**CHALLENGE**
Give again only the lines from the line that holds "Would you be able to pick out the top" to the end of the data, inclusive, omitting all pictures.

**Coordinate annotation entries**
-----

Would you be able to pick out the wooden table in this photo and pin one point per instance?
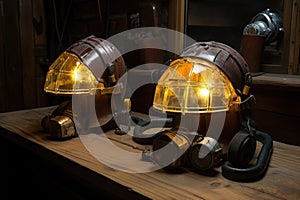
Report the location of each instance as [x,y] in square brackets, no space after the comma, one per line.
[70,162]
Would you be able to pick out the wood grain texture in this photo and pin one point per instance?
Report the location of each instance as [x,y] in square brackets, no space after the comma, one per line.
[282,180]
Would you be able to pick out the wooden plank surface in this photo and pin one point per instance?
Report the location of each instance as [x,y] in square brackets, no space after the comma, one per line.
[282,180]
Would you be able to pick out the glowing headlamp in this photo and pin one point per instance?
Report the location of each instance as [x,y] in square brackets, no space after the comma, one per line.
[194,85]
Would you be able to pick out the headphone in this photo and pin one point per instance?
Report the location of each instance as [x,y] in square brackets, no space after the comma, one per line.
[202,153]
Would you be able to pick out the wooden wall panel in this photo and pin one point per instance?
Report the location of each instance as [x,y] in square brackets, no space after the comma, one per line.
[27,45]
[13,93]
[2,69]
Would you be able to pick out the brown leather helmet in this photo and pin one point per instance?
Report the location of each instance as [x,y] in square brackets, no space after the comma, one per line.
[207,77]
[90,66]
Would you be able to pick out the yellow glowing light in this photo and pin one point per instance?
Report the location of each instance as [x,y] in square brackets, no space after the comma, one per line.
[192,85]
[68,75]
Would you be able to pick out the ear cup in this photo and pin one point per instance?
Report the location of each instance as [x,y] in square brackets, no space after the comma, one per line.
[241,149]
[251,173]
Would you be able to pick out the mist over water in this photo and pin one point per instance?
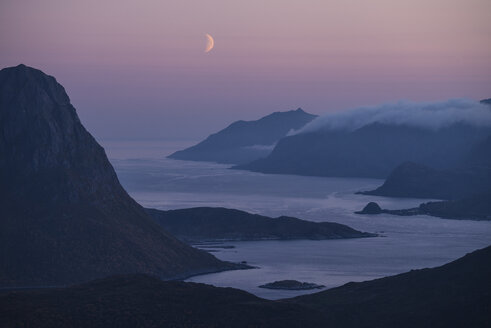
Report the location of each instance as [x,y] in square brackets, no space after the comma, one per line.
[406,243]
[428,115]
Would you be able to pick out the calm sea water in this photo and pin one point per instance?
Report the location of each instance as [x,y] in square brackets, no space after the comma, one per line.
[407,242]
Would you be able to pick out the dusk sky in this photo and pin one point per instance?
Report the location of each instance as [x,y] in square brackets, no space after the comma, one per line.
[138,69]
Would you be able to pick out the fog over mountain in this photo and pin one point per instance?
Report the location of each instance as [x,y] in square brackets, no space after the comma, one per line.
[429,115]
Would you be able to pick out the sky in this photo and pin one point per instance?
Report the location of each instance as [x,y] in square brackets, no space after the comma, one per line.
[138,69]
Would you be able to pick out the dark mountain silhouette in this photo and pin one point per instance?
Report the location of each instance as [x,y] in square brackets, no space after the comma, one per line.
[245,141]
[371,151]
[420,181]
[475,207]
[64,216]
[208,223]
[457,294]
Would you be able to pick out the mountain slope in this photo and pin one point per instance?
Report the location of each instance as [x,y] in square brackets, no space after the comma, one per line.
[371,151]
[457,294]
[245,141]
[65,217]
[419,181]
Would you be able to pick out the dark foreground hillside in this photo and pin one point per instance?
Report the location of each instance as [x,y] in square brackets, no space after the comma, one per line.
[65,218]
[457,294]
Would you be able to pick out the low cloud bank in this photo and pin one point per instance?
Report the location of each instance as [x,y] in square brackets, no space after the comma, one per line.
[430,115]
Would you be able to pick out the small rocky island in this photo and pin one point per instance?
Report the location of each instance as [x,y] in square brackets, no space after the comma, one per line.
[291,285]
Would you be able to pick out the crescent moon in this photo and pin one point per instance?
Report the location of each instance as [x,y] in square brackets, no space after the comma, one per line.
[210,43]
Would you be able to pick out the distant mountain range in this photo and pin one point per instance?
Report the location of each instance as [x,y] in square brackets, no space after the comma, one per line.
[414,180]
[456,294]
[371,151]
[466,188]
[202,224]
[64,216]
[245,141]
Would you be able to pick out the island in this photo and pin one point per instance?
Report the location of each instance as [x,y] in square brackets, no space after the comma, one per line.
[205,224]
[291,285]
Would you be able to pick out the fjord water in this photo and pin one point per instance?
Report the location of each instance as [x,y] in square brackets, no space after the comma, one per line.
[405,243]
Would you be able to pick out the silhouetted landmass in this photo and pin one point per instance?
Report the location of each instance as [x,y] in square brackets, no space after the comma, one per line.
[212,224]
[457,294]
[371,208]
[245,141]
[477,207]
[64,216]
[419,181]
[291,285]
[371,151]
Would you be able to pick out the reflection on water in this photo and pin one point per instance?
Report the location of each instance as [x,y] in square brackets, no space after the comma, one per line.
[408,242]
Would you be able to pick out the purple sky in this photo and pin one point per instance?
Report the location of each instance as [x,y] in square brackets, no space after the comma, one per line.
[137,69]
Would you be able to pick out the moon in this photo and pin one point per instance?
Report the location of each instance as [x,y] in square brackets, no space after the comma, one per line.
[210,43]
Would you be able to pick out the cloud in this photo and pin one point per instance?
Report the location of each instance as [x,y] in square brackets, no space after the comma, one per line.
[430,115]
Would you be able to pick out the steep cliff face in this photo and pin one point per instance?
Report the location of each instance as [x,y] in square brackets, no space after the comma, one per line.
[64,215]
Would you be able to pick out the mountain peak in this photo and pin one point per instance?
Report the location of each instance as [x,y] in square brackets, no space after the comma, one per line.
[64,212]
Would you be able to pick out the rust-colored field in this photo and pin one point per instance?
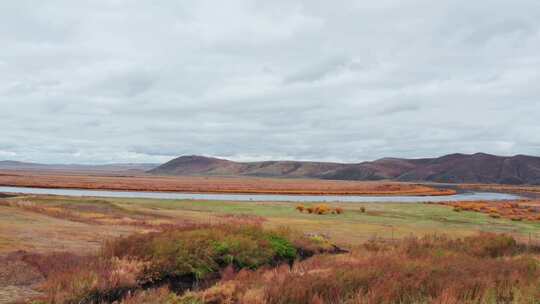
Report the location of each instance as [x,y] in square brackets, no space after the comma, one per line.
[199,184]
[516,211]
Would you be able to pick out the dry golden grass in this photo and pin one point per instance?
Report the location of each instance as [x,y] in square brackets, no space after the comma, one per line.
[200,184]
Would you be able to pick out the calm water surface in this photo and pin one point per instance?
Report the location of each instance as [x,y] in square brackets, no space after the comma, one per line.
[262,197]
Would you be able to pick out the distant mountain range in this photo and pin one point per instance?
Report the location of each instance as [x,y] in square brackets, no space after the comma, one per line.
[16,165]
[453,168]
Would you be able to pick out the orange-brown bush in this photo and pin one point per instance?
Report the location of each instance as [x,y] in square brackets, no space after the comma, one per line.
[180,256]
[480,269]
[320,209]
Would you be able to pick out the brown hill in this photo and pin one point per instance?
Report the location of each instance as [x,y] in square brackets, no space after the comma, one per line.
[453,168]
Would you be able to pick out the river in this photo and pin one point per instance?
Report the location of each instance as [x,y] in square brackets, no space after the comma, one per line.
[470,196]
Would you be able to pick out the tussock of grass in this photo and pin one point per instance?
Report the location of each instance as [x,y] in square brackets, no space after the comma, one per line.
[179,258]
[480,269]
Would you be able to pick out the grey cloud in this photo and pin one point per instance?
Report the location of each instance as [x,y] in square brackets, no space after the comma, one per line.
[127,81]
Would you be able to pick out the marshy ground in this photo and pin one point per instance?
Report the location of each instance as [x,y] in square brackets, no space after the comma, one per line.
[46,224]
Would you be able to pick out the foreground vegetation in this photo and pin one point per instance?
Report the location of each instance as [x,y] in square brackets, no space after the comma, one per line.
[51,248]
[246,264]
[179,258]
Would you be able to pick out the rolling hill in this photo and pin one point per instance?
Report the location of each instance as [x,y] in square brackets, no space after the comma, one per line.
[453,168]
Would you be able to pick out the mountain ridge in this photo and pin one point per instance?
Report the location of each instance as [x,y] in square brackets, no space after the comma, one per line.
[451,168]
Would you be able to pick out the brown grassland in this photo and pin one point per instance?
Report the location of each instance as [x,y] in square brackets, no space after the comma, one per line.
[200,184]
[56,249]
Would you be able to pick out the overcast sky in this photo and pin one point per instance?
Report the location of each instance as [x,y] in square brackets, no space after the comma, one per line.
[145,81]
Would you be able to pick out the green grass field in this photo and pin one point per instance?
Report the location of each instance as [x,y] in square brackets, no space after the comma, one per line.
[384,220]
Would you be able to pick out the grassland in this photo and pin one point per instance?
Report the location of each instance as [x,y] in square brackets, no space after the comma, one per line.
[200,184]
[54,216]
[41,225]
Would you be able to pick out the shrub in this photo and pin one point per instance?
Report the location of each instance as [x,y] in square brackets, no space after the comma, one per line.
[178,255]
[442,270]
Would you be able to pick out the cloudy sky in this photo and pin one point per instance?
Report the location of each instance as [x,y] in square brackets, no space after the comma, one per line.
[144,81]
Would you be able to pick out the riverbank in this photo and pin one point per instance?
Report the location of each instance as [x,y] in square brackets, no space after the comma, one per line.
[203,184]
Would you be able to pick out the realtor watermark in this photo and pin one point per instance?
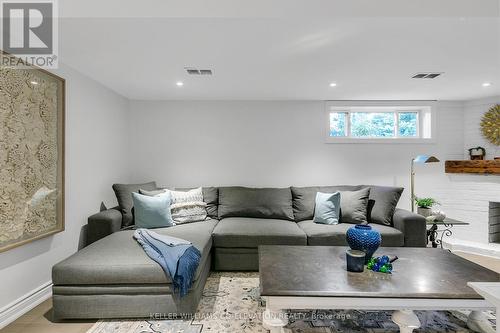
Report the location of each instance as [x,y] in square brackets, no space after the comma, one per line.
[29,33]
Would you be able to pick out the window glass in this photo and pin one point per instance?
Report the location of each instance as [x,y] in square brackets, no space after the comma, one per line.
[372,124]
[338,126]
[407,122]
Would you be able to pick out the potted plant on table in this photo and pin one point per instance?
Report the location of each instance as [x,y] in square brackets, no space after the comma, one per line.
[424,205]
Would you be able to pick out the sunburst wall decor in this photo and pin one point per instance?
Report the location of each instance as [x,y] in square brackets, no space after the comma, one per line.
[490,125]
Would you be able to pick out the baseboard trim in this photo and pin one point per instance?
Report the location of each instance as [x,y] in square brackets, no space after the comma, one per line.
[16,309]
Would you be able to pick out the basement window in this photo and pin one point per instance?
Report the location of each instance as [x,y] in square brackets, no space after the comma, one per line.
[379,122]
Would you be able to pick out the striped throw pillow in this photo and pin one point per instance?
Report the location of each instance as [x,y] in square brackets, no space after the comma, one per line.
[188,206]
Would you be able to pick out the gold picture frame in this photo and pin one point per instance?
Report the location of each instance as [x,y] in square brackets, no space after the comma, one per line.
[32,135]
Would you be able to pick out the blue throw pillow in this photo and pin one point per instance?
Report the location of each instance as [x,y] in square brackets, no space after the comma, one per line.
[152,212]
[327,209]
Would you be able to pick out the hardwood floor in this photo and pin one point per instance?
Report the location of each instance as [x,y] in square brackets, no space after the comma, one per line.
[38,320]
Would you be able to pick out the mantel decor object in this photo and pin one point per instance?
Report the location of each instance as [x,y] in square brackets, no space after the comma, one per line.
[490,125]
[477,153]
[31,154]
[363,237]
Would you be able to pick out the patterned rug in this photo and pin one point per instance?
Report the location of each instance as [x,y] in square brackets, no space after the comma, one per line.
[231,304]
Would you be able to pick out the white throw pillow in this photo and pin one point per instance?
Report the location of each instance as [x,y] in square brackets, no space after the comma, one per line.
[188,206]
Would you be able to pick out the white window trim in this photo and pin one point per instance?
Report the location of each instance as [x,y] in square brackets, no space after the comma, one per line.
[396,106]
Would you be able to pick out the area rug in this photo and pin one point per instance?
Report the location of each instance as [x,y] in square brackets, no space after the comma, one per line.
[231,303]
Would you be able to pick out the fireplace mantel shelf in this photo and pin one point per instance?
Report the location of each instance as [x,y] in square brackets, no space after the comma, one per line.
[483,167]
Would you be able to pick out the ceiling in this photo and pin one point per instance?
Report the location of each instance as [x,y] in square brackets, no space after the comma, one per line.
[273,53]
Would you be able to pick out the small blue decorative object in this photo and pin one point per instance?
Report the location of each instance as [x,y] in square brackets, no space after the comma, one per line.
[363,238]
[381,264]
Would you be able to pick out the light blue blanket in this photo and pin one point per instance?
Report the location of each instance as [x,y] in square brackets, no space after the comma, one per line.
[177,257]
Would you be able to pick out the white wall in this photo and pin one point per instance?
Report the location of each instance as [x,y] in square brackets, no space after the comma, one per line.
[466,197]
[96,156]
[273,144]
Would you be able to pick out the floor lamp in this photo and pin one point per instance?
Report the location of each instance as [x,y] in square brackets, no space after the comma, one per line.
[420,159]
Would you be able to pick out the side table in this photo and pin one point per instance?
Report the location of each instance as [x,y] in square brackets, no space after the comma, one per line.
[440,229]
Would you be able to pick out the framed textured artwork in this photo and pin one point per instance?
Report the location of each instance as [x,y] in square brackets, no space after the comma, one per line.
[31,154]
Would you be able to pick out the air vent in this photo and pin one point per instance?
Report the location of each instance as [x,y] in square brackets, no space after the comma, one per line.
[196,71]
[429,75]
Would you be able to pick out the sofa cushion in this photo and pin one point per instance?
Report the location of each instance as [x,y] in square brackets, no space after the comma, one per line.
[244,232]
[152,212]
[123,194]
[304,197]
[327,208]
[270,203]
[382,203]
[334,235]
[354,206]
[210,197]
[119,259]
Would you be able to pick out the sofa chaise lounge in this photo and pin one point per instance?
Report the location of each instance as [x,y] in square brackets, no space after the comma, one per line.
[113,278]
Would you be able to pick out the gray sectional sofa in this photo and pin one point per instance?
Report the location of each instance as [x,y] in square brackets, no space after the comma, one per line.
[113,278]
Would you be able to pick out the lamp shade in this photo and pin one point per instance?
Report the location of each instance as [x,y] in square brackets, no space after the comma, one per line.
[422,159]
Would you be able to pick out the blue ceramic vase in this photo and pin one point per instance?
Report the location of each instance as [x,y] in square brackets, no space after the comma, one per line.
[363,238]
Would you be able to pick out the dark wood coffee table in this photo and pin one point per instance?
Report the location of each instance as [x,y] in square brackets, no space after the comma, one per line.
[315,277]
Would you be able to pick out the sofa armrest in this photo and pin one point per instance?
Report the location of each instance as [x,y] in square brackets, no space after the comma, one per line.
[413,226]
[103,223]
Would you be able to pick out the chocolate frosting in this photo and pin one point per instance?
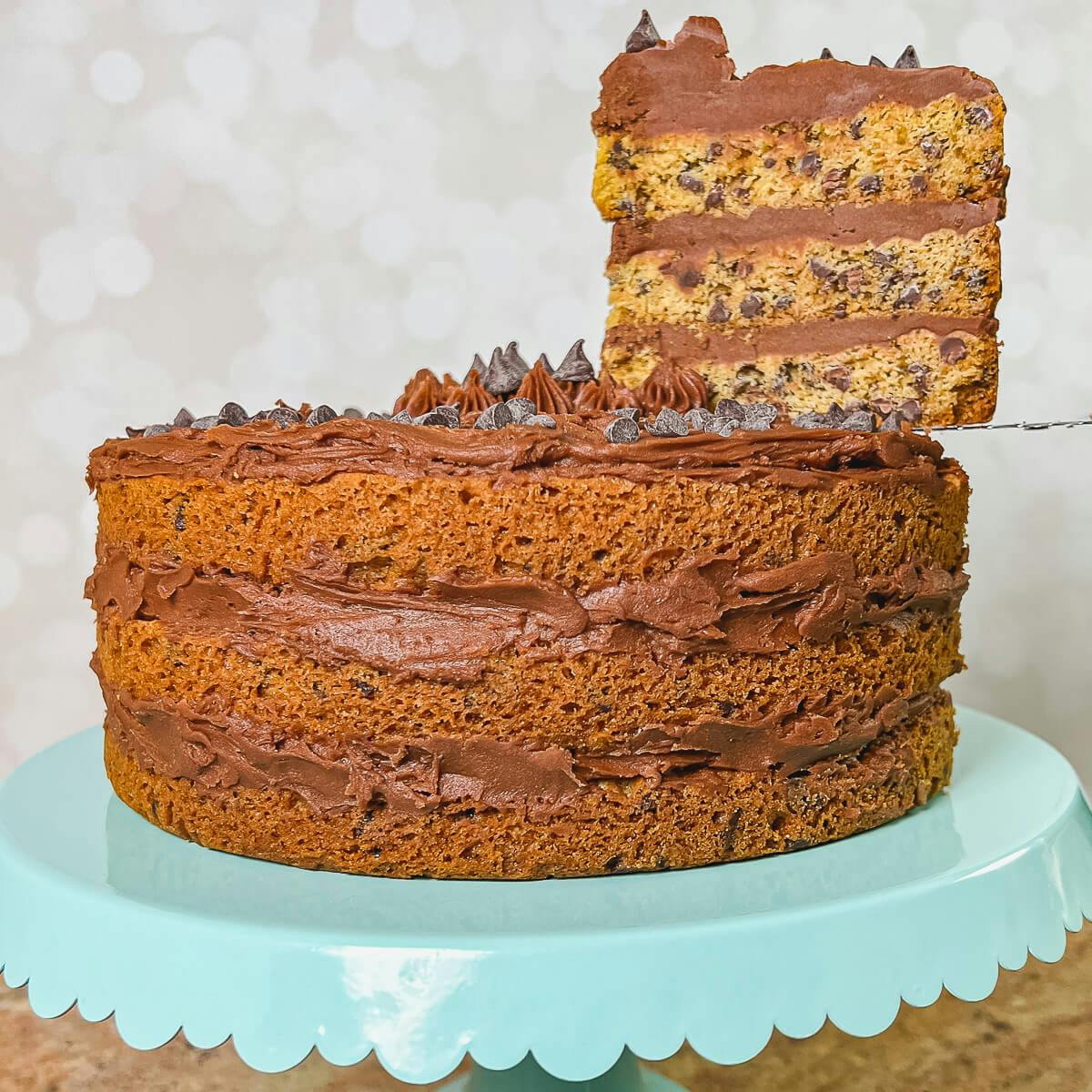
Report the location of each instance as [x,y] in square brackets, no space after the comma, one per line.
[261,450]
[454,626]
[820,337]
[691,86]
[696,238]
[218,752]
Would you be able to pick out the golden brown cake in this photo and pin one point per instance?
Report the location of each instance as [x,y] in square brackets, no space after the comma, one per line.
[813,233]
[556,628]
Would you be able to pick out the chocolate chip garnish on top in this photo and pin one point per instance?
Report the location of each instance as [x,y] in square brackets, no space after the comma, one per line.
[907,58]
[622,430]
[643,36]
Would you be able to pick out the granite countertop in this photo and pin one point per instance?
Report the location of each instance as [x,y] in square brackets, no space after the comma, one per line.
[1031,1036]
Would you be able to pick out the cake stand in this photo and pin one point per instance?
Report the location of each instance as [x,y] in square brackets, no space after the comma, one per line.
[541,983]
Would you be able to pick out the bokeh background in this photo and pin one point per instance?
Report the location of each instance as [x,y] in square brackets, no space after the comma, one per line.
[207,200]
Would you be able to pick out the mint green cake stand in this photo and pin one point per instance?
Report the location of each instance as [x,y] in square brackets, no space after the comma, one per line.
[541,983]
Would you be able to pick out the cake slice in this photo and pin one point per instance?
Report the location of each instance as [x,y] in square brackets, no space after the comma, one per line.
[814,233]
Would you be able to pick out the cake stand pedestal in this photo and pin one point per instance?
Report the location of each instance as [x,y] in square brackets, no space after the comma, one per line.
[541,983]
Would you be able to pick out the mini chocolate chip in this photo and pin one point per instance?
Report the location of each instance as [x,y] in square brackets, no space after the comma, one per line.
[576,367]
[978,115]
[907,58]
[232,413]
[669,423]
[759,416]
[283,415]
[698,418]
[752,306]
[860,420]
[953,349]
[643,36]
[496,416]
[622,430]
[320,415]
[911,296]
[811,164]
[521,410]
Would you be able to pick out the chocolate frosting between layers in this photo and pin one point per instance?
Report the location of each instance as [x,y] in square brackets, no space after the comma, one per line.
[450,629]
[845,225]
[219,752]
[691,86]
[820,337]
[578,448]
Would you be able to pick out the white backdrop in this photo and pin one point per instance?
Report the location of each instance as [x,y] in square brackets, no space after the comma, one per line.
[207,200]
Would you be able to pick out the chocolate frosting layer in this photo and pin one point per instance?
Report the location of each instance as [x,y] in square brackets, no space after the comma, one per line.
[219,752]
[578,448]
[844,225]
[816,338]
[450,629]
[691,86]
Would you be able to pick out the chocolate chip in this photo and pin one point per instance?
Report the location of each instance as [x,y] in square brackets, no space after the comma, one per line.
[283,415]
[320,415]
[860,420]
[232,413]
[496,416]
[834,181]
[622,430]
[907,58]
[752,306]
[811,164]
[576,367]
[698,418]
[838,376]
[953,349]
[759,416]
[911,296]
[978,116]
[643,36]
[520,410]
[669,423]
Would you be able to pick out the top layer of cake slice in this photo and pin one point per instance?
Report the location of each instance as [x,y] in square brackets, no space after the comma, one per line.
[814,233]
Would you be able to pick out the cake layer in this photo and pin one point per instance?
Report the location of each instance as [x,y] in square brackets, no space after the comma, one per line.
[687,271]
[589,823]
[680,134]
[947,365]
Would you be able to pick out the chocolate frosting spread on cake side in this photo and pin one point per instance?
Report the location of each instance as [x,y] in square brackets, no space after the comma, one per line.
[219,752]
[577,448]
[452,627]
[691,86]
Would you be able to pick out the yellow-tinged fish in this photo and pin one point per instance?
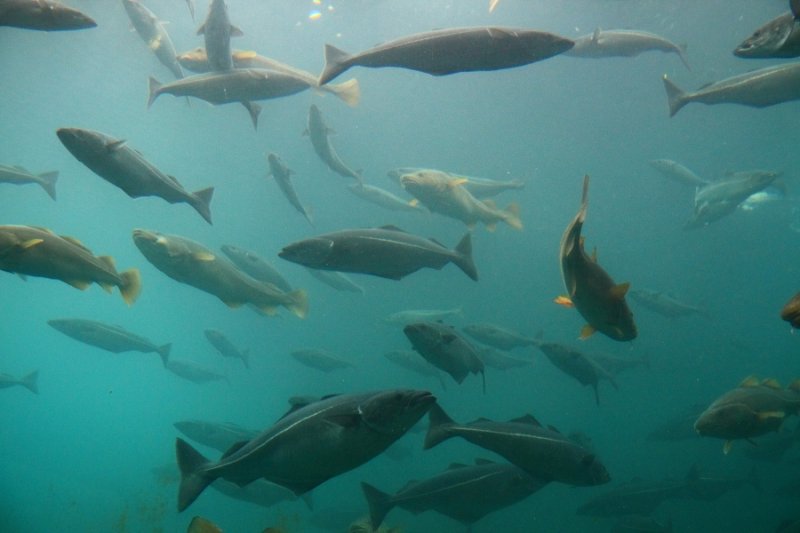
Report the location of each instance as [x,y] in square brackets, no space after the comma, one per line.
[590,289]
[32,251]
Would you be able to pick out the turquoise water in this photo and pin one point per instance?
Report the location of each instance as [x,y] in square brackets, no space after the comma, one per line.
[79,456]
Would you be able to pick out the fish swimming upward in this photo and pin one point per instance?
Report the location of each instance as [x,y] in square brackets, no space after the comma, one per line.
[590,289]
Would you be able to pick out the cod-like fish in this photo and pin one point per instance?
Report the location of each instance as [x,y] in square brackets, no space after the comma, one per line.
[758,88]
[443,194]
[114,161]
[386,252]
[114,339]
[189,262]
[599,300]
[448,51]
[33,251]
[153,33]
[21,176]
[310,444]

-----

**COMPLETED TASK**
Would you be able to pick out the top layer of cake slice in this photo and pin one point per instance?
Report the location of each instance as [x,y] in square brackets, no space after the comma, one per line.
[814,233]
Would you be able to pick out the cake layer in this photo and pin one point per instance?
Report the location of each instance as [x,y] in square brackets, no space after the comma, one per line.
[687,271]
[589,823]
[680,134]
[947,365]
Would you be able to pick out the chocolate frosting spread on cake side in this photo and pin one point per instance?
Report the location of each instance as [x,y] in square brackets, no space after the comma, one per line.
[219,752]
[577,448]
[452,627]
[691,86]
Would you be able to pick out the yellow-tinged fish in this photo and pin one point per instance?
Report the location of each instance as [x,y] in square brackets, no space after the comma, one per line.
[590,289]
[32,251]
Would you be able to pick out the turquoise water in this photo and pin one point per instance?
Report the location of each instance as [x,y] in square brackets, no space after the comma, one per line.
[79,456]
Would you be able to pick out the fish swimming upward in this photo and pin one point per instance?
Report the location of each instance as [x,y] in square brackets, no space after the comma, one per line.
[590,289]
Would you be able to pick out the cod-like fish in this photo and pin one point per instance?
Report the location of each instance as [x,y] in square brackets, no space after the comma, one per line.
[758,88]
[443,194]
[114,161]
[386,252]
[114,339]
[189,262]
[599,300]
[448,51]
[33,251]
[153,33]
[21,176]
[310,444]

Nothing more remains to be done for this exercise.